## AIM OF THE TASK:
Convert the items from the line containing "window for player-tracking calibration." through the line containing "[261,95,282,105]", both ends included, into a JSON list of strings with one string per line and blank lines omitted. Leave the pictures out of the list.

** start STORED RECORDS **

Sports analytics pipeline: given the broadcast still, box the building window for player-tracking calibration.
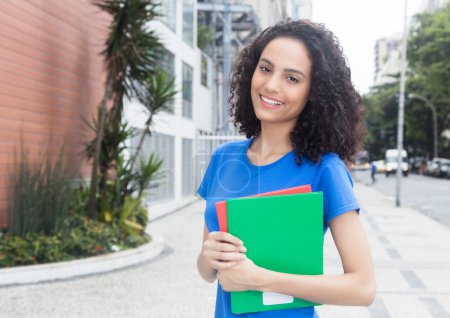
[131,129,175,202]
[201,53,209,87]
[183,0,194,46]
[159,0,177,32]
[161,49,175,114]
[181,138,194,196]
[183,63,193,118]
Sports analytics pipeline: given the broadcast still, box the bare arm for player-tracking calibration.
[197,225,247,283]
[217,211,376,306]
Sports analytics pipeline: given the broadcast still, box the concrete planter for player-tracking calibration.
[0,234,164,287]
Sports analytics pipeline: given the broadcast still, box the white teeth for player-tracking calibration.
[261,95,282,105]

** end STORED RECORDS **
** start STORED RECORDS **

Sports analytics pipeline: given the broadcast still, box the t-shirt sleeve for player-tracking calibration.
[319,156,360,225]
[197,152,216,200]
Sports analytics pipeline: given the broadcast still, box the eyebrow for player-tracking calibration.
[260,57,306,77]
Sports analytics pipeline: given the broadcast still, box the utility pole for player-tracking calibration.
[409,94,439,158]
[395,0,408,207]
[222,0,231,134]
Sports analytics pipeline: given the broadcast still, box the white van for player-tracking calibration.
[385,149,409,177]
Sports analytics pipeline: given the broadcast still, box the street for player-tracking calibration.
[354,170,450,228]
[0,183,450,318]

** end STORED RECORDS **

## THE COMPLETED TASK:
[
  "Sports analytics pipeline: given the broadcast still, box the building window for player-tracking calibration.",
  "[131,129,175,202]",
  "[201,53,209,87]",
  "[183,0,194,46]",
  "[159,0,177,32]",
  "[161,49,175,114]",
  "[181,138,194,196]",
  "[183,63,193,118]",
  "Sports analytics pipeline: given the broadcast still, box the bare arm for player-tracking calibration.",
  "[197,225,247,283]",
  "[217,211,376,306]",
  "Sports analytics pipeline: given the broadcast still, box the concrete planter for player-tracking calibration.",
  "[0,234,164,287]",
  "Sports analytics pipeline: given the broadcast still, box the white teeth for player-tracking calibration.",
  "[261,95,282,105]"
]